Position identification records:
____________

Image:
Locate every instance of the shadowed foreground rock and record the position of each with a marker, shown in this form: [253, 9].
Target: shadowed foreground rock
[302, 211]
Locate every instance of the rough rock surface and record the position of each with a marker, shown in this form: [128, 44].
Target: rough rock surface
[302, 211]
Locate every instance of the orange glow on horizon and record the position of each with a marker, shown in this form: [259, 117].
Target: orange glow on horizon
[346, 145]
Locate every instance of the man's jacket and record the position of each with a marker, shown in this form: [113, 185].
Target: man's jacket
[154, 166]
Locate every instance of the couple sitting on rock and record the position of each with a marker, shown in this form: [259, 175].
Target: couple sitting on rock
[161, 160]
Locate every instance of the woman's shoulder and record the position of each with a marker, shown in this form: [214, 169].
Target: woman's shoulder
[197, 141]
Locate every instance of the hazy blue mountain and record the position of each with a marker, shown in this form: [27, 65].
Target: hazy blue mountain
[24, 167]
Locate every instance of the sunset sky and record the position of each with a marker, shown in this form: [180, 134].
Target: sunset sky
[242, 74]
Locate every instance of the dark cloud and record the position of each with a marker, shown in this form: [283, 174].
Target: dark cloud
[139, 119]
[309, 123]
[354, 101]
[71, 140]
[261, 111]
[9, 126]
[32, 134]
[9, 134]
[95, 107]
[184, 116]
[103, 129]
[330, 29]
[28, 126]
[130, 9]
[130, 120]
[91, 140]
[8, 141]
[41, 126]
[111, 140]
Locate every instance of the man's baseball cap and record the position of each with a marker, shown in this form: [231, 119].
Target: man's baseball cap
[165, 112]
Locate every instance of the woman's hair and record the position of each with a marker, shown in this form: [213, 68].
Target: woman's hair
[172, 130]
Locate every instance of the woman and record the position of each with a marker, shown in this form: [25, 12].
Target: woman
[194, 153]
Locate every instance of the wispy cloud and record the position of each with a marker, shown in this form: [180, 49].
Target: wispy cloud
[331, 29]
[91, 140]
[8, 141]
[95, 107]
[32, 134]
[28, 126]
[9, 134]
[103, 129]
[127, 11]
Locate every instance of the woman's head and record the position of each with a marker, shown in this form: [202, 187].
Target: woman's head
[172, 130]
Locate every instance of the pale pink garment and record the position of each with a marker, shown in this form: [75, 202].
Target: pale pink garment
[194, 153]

____________

Goal
Output the listing above exactly as it appears.

Output for this task
Image:
Locate every instance of the shadowed foreground rock and record the position of each with a marker, shown in this form: [253, 9].
Target: shadowed foreground rock
[302, 211]
Locate every instance of the rough rock surface and record the position of each with a marker, shown in this form: [128, 44].
Target: rough rock surface
[302, 211]
Locate every instance of the orange glow on horizon and record the position of each with a marker, shown in this form: [259, 117].
Target: orange glow on horizon
[346, 145]
Locate every instance of the man's jacket and record the position of each with a marker, shown in this form: [113, 185].
Target: man's jacket
[154, 166]
Locate every instance of the couple sitting on rock and record the position of each with a marker, shown in this form: [259, 175].
Target: couple sitting on rock
[161, 160]
Locate every instance of the woman's shoulder and record the position of each with a marker, shown in this form: [214, 169].
Target: woman's shoulder
[197, 141]
Locate every instance of the hazy blue mountain and record the position of each with a marker, shown in this form: [27, 65].
Target: hazy blue mountain
[24, 167]
Locate every instance of the sunset sky and record the position of each with a marker, shown in this form: [180, 134].
Target: sunset sky
[242, 74]
Locate every instance of the dark cloud and record the position of each with a marker, shown in this form: [283, 174].
Target: dark cloud
[139, 119]
[309, 123]
[354, 101]
[71, 140]
[261, 111]
[9, 126]
[32, 134]
[9, 134]
[95, 107]
[184, 116]
[103, 129]
[330, 29]
[28, 126]
[130, 9]
[130, 120]
[91, 140]
[8, 141]
[41, 126]
[111, 140]
Locate every instance of the man's baseball cap and record the position of each with a marker, shown in this form: [231, 119].
Target: man's baseball cap
[165, 112]
Locate every instance of the woman's hair and record the position of each with a marker, shown in this form: [213, 68].
Target: woman's hair
[172, 130]
Locate every instance of the woman and record the position of each with a marker, shown in this form: [25, 12].
Target: woman
[194, 153]
Locate every instance of the wispy cloud and record the position of each with a marker, shown in this form: [180, 49].
Target: wispy cloud
[331, 29]
[91, 140]
[8, 141]
[95, 107]
[32, 134]
[28, 126]
[9, 134]
[103, 129]
[127, 11]
Locate every instance of the woman's head and record the position of each with a marker, shown in this form: [202, 187].
Target: woman's head
[172, 130]
Locate every instance of the pale pink garment and record the position of each with a marker, shown in this form: [75, 202].
Target: pale pink garment
[194, 153]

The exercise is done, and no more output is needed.